**Teks Sumber**:

↓↓↓

NUNUKAN, infoSTI – Sempat menjadi polemik berkepanjangan di tahun 2022 lalu, penebangan kayu nibung untuk nelayan bagan di Pulau Sebatik, Nunukan, Kalimantan Utara, kini dipermudah.
Salah satu tokoh masyarakat Pulau Sebatik, Haji Firman mengatakan, pengambilan kayu nibung di Pulau Sebatik sudah dipermudah, dan telah mendapat izin dari salah satu tokoh Adat Tidung Nunukan, Sura’i.
‘’Kalau dulu sulit sekali mengambil nibung karena ramai isu dijual ke nelayan Malaysia, sekarang dipermudah, selama untuk dipakai nelayan kita,’’ ujar Firman, Senin (30/6/2025).
Untuk diketahui, polemik penyelundupan kayu nibung untuk dijual ke Malaysia, sempat viral dan menjadi pembahasan serius pasca prajurit Pangkalan Angkatan Laut (Lanal) Nunukan mengamankan 10 orang yang tengah berusaha mengikat 480 batang kayu nibung di areal hutan Sebaung, dan hendak menariknya keluar menggunakan kapal kayu, Senin (14/2/2022) lalu.
Aksi tersebut, mengancam habitat kayu nibung. Menghilangkan eksistensi komoditas ekspor teri ambalat, dan menjadi alasan kemerosotan ekonomi bagi para nelayan bagan di perbatasan.
Awal 2022, harga teri ambalat anjlok di harga Rp 73.500 per kilogram atau RM 21, dari harga normal Rp 105.000 per kilogram atau RM 30.
Di sisi lain, kayu nibung kian sulit didapat sehingga nelayan kesulitan untuk melakukan perbaikan bagian bagan yang rusak.
‘’Padahal eksistensi bagan ini memiliki fungsi pertahanan. Jadi para nelayan kita menjadi mata TNI AL saat ada kapal asing masuk,’’ ujar Firman, yang juga Anggota DPRD Nunukan ini.

↑↑↑

**Instruksi Kerja A**: Sebutkan semua nilai harga teri ambalat per kilogram yang tercantum dalam berita kayu nibung, baik dalam rupiah maupun ringgit.
**Instruksi Kerja B**: Salin persis bagian berita kayu nibung mulai dari "Untuk diketahui, polemik" sampai dengan "Senin (14/2/2022) lalu.", termasuk kata-kata penutup itu.
Data berikut sama sekali tidak dipakai di sini.

Data hasil ekstraksi
↓↓↓

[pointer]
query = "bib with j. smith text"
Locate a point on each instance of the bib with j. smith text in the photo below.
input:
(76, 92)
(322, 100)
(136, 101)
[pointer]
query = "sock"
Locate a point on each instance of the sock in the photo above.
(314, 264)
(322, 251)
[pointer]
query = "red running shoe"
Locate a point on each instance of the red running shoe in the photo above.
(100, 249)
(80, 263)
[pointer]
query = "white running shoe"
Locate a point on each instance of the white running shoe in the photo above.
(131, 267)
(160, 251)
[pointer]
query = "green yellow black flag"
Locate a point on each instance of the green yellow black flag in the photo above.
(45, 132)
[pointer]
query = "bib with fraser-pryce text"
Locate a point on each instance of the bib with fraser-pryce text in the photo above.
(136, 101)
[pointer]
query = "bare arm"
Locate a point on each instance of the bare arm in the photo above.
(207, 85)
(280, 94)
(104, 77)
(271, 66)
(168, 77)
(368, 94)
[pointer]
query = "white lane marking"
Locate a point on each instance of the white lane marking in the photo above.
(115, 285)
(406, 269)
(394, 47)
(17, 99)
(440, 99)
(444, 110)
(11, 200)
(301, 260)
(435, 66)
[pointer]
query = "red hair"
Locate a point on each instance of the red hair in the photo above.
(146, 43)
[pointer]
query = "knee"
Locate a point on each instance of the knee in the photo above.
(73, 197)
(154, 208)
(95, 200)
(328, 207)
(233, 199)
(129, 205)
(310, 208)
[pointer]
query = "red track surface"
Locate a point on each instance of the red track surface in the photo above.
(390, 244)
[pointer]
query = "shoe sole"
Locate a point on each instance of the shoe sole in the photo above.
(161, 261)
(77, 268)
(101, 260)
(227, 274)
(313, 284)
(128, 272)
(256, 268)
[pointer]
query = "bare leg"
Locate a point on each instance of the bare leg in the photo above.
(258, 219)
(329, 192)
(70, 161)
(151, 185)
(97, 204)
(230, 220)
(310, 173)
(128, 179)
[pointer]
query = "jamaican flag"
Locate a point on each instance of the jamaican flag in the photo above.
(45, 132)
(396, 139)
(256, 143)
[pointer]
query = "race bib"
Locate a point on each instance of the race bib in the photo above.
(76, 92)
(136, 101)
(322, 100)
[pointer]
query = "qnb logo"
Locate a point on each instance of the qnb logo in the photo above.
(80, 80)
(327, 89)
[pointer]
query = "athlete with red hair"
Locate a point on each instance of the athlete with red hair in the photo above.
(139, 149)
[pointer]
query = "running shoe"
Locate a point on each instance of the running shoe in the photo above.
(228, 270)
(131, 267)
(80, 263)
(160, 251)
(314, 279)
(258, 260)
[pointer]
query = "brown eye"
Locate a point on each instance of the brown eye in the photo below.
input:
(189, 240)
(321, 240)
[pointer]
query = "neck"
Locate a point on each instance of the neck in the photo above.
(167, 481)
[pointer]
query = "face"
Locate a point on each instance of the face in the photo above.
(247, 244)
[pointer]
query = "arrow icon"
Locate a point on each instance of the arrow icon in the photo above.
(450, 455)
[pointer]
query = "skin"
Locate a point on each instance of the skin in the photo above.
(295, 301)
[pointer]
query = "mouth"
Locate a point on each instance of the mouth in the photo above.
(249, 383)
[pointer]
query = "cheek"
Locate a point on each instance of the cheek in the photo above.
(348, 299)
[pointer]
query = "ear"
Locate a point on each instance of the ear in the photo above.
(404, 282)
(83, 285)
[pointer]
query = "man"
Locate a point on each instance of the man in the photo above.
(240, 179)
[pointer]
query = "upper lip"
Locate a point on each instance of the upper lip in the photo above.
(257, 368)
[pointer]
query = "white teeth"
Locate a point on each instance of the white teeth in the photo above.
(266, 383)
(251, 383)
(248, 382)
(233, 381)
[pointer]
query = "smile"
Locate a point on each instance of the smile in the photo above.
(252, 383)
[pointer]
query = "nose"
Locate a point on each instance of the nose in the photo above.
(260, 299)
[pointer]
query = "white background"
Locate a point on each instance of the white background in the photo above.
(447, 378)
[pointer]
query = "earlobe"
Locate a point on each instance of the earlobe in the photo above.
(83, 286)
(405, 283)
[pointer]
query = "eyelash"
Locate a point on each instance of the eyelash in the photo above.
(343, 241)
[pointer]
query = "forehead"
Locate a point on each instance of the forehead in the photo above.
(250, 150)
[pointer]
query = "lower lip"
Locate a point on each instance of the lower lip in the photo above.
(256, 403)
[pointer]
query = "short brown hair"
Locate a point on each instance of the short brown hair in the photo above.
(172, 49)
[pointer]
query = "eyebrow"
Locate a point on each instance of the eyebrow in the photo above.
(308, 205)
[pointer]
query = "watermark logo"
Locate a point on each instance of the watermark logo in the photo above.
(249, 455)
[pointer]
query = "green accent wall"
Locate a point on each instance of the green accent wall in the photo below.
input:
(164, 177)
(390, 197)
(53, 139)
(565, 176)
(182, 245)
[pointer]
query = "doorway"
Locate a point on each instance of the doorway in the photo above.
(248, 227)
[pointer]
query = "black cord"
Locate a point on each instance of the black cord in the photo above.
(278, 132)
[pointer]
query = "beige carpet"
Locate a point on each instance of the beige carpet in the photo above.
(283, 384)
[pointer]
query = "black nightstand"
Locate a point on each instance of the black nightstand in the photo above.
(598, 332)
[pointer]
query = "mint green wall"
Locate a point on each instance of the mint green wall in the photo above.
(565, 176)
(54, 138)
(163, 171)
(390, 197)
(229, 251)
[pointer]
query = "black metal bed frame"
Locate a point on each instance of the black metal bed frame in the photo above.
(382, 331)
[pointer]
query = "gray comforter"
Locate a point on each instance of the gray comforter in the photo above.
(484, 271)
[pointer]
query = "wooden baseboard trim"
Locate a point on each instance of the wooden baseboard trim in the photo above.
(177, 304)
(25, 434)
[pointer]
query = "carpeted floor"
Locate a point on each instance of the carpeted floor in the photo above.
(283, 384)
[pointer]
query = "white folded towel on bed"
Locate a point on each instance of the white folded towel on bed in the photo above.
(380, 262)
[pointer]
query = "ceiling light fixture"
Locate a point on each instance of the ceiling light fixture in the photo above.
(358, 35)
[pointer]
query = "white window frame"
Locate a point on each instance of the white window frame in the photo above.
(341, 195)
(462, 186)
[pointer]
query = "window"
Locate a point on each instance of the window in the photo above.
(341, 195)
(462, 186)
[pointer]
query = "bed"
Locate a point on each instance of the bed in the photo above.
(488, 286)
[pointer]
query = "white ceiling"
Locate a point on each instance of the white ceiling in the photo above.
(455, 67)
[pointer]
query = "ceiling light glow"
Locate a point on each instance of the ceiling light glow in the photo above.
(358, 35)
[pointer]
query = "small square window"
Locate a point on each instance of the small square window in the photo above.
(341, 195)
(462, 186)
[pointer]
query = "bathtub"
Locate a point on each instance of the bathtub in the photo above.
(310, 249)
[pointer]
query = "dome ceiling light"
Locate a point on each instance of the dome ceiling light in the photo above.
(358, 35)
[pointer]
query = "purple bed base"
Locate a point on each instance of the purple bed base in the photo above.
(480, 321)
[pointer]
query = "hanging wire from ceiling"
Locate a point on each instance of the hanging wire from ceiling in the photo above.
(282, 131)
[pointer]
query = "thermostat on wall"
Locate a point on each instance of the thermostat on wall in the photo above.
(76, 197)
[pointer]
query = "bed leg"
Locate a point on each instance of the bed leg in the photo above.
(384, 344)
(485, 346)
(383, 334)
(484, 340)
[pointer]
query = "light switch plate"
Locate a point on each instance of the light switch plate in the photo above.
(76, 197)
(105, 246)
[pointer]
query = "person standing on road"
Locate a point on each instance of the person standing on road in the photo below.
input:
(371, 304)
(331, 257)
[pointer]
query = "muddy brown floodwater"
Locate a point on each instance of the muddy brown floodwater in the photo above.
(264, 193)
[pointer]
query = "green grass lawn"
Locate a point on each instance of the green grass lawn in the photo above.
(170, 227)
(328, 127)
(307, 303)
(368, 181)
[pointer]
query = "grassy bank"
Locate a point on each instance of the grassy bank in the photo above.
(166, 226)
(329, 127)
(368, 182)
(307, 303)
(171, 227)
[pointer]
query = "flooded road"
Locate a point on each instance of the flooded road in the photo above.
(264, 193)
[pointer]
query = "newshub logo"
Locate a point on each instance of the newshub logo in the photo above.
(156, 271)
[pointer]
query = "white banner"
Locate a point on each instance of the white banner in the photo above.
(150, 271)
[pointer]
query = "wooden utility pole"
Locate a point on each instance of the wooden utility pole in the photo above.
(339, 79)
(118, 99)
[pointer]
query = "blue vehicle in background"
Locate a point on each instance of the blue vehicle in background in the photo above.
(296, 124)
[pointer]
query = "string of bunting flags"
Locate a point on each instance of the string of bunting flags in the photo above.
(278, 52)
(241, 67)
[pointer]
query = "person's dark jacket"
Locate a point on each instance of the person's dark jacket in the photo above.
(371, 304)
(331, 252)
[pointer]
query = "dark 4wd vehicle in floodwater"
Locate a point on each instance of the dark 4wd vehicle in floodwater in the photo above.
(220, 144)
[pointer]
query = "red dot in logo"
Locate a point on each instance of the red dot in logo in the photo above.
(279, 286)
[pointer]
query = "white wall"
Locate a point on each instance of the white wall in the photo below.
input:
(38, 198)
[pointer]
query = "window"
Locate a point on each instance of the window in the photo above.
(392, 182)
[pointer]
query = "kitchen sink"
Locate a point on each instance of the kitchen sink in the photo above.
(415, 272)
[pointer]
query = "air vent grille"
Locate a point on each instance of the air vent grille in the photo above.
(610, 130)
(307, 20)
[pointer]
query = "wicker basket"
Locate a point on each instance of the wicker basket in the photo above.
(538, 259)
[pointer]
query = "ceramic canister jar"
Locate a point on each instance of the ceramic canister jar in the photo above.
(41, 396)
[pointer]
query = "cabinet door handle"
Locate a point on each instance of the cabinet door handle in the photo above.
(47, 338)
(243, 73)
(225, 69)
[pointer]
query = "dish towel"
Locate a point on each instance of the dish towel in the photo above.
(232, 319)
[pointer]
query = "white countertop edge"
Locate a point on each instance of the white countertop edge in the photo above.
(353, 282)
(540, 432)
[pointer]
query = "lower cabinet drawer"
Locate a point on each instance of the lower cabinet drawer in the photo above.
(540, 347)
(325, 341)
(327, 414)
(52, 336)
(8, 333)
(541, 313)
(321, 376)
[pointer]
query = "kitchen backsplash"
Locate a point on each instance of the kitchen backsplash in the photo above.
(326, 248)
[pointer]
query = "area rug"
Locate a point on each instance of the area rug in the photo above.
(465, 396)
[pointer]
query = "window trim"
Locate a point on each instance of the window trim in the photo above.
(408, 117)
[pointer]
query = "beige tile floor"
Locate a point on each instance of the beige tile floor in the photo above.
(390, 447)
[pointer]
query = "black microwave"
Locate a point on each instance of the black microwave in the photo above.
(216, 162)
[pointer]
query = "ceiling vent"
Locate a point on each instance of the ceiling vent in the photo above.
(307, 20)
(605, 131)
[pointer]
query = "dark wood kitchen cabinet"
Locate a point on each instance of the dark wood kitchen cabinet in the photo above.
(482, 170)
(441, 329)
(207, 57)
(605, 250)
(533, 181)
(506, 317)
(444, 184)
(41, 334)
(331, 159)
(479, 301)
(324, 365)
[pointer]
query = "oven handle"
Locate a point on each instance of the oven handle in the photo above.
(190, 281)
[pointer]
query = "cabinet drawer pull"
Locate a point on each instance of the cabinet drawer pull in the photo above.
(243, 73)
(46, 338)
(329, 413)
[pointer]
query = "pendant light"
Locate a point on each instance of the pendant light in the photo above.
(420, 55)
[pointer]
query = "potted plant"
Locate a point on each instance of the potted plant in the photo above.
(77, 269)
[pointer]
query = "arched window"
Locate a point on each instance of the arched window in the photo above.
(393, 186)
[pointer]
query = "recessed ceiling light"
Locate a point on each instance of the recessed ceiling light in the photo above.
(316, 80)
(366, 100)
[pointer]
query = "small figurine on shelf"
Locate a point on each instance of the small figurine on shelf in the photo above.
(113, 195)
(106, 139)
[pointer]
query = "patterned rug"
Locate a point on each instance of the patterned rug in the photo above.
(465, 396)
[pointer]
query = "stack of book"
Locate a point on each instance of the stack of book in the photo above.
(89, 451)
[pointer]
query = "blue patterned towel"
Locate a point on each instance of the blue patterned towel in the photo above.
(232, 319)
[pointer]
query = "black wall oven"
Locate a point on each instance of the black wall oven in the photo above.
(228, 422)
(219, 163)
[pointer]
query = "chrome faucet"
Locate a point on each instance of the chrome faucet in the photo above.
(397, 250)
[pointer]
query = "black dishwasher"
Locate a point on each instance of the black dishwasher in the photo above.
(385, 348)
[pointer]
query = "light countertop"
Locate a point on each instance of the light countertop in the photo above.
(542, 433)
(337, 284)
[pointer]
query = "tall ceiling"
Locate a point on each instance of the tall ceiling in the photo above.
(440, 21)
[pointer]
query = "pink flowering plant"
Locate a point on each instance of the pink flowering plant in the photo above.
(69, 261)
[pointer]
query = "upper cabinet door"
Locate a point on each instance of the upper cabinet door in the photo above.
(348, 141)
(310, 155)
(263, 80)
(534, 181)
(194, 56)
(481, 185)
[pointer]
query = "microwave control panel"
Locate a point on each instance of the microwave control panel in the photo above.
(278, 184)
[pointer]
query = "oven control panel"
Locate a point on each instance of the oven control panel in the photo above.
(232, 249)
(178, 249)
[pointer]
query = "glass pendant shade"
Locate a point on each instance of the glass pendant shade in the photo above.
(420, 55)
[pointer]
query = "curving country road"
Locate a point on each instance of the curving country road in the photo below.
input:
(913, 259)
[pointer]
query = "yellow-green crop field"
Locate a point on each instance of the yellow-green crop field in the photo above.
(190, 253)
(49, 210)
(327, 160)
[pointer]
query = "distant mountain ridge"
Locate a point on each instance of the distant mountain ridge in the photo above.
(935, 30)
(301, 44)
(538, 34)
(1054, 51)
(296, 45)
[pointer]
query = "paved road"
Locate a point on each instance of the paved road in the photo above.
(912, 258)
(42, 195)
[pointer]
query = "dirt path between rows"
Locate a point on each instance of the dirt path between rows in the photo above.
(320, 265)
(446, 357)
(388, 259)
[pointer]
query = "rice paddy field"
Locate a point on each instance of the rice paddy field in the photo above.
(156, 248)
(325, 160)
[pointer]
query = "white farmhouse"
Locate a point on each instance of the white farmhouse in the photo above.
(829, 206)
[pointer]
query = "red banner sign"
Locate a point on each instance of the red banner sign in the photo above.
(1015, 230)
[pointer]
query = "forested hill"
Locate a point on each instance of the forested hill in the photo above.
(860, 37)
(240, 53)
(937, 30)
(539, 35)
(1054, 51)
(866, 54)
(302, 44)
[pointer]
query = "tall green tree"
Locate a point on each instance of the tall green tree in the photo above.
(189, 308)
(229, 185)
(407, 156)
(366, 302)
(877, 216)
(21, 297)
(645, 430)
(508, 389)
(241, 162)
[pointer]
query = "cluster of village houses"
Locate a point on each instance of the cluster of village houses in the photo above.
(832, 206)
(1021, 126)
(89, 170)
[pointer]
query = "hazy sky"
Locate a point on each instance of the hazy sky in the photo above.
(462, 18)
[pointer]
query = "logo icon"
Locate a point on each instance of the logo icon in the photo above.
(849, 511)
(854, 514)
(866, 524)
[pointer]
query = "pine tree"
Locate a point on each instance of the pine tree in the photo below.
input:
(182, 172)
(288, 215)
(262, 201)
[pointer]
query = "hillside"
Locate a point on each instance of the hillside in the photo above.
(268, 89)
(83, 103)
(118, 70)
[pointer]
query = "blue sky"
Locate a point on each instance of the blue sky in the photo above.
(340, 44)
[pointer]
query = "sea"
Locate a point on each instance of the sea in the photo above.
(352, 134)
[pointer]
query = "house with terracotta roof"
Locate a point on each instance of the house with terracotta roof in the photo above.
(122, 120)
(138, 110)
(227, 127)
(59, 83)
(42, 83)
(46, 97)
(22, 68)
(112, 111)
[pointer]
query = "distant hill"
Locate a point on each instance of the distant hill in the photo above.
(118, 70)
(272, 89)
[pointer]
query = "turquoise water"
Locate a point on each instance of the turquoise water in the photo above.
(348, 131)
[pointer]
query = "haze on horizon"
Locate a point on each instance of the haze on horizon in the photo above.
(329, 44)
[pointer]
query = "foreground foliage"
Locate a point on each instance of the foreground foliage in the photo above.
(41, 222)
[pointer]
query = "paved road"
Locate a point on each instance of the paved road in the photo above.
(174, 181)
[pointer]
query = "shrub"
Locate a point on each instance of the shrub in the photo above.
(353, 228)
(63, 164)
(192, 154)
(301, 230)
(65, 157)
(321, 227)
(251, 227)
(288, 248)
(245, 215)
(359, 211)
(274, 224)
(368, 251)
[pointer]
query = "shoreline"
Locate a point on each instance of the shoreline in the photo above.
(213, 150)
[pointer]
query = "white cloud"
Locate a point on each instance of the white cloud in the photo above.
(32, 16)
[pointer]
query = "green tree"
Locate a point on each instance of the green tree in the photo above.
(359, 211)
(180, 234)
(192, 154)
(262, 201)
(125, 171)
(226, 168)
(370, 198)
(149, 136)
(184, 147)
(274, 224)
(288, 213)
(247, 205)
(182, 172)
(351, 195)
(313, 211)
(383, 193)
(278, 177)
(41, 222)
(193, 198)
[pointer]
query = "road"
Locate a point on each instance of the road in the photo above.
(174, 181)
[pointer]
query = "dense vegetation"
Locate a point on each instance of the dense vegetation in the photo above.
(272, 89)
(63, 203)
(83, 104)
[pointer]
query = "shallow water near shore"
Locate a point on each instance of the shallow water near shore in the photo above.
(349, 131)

↑↑↑

**Hasil yang Diharapkan A**:
Rp 73.500
RM 21
Rp 105.000
RM 30

**Hasil yang Diharapkan B**:
Untuk diketahui, polemik penyelundupan kayu nibung untuk dijual ke Malaysia, sempat viral dan menjadi pembahasan serius pasca prajurit Pangkalan Angkatan Laut (Lanal) Nunukan mengamankan 10 orang yang tengah berusaha mengikat 480 batang kayu nibung di areal hutan Sebaung, dan hendak menariknya keluar menggunakan kapal kayu, Senin (14/2/2022) lalu.